#### [EXERCISE DIRECTIONS]
Drop the images; return everything else in the listing below exactly.
>> start
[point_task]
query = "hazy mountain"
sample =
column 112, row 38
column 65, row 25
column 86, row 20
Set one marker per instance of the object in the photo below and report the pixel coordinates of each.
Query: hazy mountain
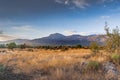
column 59, row 39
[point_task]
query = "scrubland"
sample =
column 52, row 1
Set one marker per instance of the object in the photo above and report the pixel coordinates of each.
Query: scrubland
column 40, row 64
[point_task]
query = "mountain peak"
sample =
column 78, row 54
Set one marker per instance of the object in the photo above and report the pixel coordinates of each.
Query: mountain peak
column 56, row 36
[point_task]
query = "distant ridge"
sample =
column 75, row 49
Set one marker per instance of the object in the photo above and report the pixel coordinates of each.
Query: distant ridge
column 58, row 39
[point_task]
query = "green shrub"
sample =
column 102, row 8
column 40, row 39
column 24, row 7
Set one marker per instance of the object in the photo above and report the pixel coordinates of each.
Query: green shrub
column 115, row 58
column 94, row 48
column 2, row 68
column 93, row 65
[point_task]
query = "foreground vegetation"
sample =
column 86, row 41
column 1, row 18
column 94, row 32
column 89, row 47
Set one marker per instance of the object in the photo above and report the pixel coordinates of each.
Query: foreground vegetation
column 94, row 62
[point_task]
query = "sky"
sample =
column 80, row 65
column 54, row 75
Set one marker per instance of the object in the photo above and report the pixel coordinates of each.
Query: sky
column 29, row 19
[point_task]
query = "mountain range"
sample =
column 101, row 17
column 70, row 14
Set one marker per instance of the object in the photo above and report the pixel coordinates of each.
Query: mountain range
column 58, row 39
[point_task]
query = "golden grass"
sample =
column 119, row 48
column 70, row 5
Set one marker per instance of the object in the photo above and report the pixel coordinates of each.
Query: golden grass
column 27, row 62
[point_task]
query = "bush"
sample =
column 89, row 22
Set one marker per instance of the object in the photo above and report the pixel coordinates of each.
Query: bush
column 94, row 48
column 115, row 58
column 2, row 68
column 93, row 65
column 11, row 45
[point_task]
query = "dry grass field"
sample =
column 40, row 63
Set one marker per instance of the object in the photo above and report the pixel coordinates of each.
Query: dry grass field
column 40, row 64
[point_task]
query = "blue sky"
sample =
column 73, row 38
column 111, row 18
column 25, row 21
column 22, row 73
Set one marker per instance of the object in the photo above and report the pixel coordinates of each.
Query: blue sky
>> end
#### [TASK RESPONSE]
[point_task]
query = "hazy mountain"
sample =
column 112, row 38
column 65, row 25
column 86, row 20
Set one marker per instance of the object in the photo below and report the pixel coordinates of each.
Query: hazy mountain
column 59, row 39
[point_task]
query = "scrubland"
sample =
column 52, row 1
Set one marker per instance of the object in the photo above and report the pixel coordinates of each.
Query: scrubland
column 40, row 64
[point_task]
query = "mountain peak"
sample =
column 78, row 54
Set one marker per instance of the object in the photo above and report the pixel coordinates of each.
Query: mountain peak
column 56, row 36
[point_task]
query = "distant ridge"
sample =
column 75, row 49
Set one marker per instance of the object in the photo above and report the pixel coordinates of each.
Query: distant ridge
column 58, row 39
[point_task]
query = "green shrub"
sample =
column 102, row 8
column 40, row 39
column 24, row 7
Set one marker per instance of the object in the photo above and report the pixel coordinates of each.
Query: green shrub
column 115, row 58
column 94, row 48
column 2, row 68
column 93, row 65
[point_task]
query = "foreground vegetation"
sample =
column 86, row 41
column 1, row 18
column 94, row 32
column 89, row 47
Set one marker per instance of the object in the photo above and report the pixel coordinates of each.
Query: foreground vegetation
column 94, row 62
[point_task]
query = "sky"
sample =
column 80, row 65
column 54, row 75
Set one marker per instance of the object in the photo above and report the pixel coordinates of each.
Query: sky
column 29, row 19
[point_task]
query = "mountain range"
sample =
column 101, row 17
column 70, row 14
Set one marker per instance of the object in the photo above and report the pixel coordinates of each.
Query: mountain range
column 58, row 39
[point_task]
query = "golden grass"
sample =
column 119, row 48
column 70, row 5
Set one marker per instance of the object in the photo above and report the pixel coordinates of each.
Query: golden grass
column 27, row 62
[point_task]
query = "bush"
sample =
column 89, row 22
Set one marker per instance of the object in the photo above and report the pixel coordinates of each.
Query: bush
column 94, row 48
column 115, row 58
column 2, row 68
column 93, row 65
column 11, row 45
[point_task]
query = "dry grass field"
sample =
column 40, row 63
Set one marker per instance of the object in the photo above and report the pixel coordinates of each.
Query: dry grass field
column 40, row 64
[point_task]
query = "blue sky"
sample =
column 73, row 38
column 111, row 18
column 25, row 21
column 22, row 73
Set one marker per instance of the object in the photo above and report the pixel coordinates of each.
Query: blue sky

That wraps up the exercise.